__TEXT PROVIDED__:
* * * * * * *

He was a Muslim, in a household where we were traditional, archetypal Brahmins but without the natural condescending streak normally associated with it. We grew up under his watchful eye, my parents fully reassured that we were in safe hands. Bhagalpur was always a communally susceptible zone and Hindu-Muslim riots had scarred the local population. But Nurul Hasan was our guardian angel. When my father died a few years ago, Hasan called to assuage me that the heavens will be in distinguished company. It helped. I know he still calls me as he thinks it is now his moral duty, an unfinished task as it were.

He was a Muslim, in a household where we were traditional, archetypal Brahmins but without the natural condescending streak normally associated with it. We grew up under his watchful eye, my parents fully reassured that we were in safe hands.

Hasan is now in his early eighties (I presume) but sheepishly confesses that matriculation certificates were usually buffered up to ten years in age to provide for extended career lifeline and higher pension benefits. But his monumental anxiety is getting his son a job as a computer operator. Albeit he is awkward when he talks about a favour, he seems an extremely worried man these days. For fear of nepotism and favouritism, I have told him that we cannot recruit him in our own organisation in Mumbai. I don't think he is entirely convinced, given his own delirious celestial experience with my father. Times have changed, I tell him. I will though check with others amongst fellow colleagues who could be more magnanimous. He nods patiently, perhaps telling himself that I am doing excellent cosmetic lip service or have insurmountable handicaps. But the fact is that I have done nothing for him. Till today.

In a country of 177 million Muslims, Nurul Hasan is not a solitary example of goodness. If you go to Mohammed Ali Road during Ramzan you will be submerged more by the prodigious warmth and incredible hospitality of the people than those mouth-watering delicacies at Sulaiman Mithaiwala. Some of the most endearing simple folk with a gentle refined sophistication in their articulation, reminiscent of the legend of Lucknow will come from bearded taxi-drivers in Mumbai.

Morning prayers at Jama Masjid mosque in Delhi during Eid.

Muslims in India have added a majestic colourful hue to our social and cultural character. Besides three former Presidents, including Dr Abdul Kalam, top-notch civil servants such as Wajahat Habibullah, lyricists and music composers such as Sahir and Khayyam, Zakir Hussain, the inimitable Mohammad Rafi, the patriotic belligerence of cricketers Zaheer Khan and Yusuf Pathan, the cinematic charms of the three Khans, the mesmerising poetry of Javed Akhtar, it is one exciting, electric, eclectic mix. Azim Premji has made Wipro into a global software behemoth.

* * * * * * *

Segmentation mask data
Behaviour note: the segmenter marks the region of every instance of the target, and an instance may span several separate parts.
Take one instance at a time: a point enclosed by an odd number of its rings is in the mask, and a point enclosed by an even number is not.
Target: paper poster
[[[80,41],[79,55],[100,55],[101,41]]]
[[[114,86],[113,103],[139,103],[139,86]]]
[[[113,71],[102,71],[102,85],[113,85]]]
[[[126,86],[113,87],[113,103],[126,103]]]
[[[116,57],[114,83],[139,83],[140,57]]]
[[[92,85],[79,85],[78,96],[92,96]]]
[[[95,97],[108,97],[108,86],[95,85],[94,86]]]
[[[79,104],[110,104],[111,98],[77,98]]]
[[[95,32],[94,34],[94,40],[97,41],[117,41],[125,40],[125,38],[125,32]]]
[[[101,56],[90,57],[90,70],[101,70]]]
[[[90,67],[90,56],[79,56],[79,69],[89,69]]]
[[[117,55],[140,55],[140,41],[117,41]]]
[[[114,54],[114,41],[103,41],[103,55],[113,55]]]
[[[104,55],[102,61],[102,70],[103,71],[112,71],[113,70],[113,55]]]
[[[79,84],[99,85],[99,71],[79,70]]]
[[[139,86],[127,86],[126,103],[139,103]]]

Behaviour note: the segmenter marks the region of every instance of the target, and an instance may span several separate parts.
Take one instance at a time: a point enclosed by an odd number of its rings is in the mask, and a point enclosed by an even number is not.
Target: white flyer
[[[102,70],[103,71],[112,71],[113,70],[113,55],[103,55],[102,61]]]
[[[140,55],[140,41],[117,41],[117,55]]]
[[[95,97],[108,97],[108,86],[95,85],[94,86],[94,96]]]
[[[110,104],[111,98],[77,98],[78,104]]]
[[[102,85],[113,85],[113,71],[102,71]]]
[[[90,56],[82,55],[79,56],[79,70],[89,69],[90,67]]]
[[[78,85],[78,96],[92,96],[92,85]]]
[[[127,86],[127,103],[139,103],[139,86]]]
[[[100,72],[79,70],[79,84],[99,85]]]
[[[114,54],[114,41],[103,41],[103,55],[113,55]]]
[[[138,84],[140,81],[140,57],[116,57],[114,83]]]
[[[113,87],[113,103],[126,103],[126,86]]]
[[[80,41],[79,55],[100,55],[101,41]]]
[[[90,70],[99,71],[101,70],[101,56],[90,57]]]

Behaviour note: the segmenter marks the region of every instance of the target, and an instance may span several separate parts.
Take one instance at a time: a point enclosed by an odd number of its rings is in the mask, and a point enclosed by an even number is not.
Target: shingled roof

* * * * * * *

__TASKS__:
A) Reproduce word for word everything in the text about Nurul Hasan from "In a country" down to "taxi-drivers in Mumbai.".
B) Turn the paragraph of the text about Nurul Hasan that begins "Muslims in India have added" into a short list that keeps its main facts.
C) According to the text about Nurul Hasan, what job is Hasan anxious to get for his son?
The items are separate material with no connection to the text about Nurul Hasan.

__SOLUTIONS BELOW__:
A)
In a country of 177 million Muslims, Nurul Hasan is not a solitary example of goodness. If you go to Mohammed Ali Road during Ramzan you will be submerged more by the prodigious warmth and incredible hospitality of the people than those mouth-watering delicacies at Sulaiman Mithaiwala. Some of the most endearing simple folk with a gentle refined sophistication in their articulation, reminiscent of the legend of Lucknow will come from bearded taxi-drivers in Mumbai.

B)
- Muslims in India have added a rich, colorful hue to the country's social and cultural character.
- Those named include three former Presidents (among them Dr Abdul Kalam), civil servant Wajahat Habibullah, lyricists and music composers Sahir and Khayyam, Zakir Hussain, Mohammad Rafi, cricketers Zaheer Khan and Yusuf Pathan, the three Khans of cinema, and poet Javed Akhtar.
- Azim Premji made Wipro into a global software giant.

C) A job as a computer operator.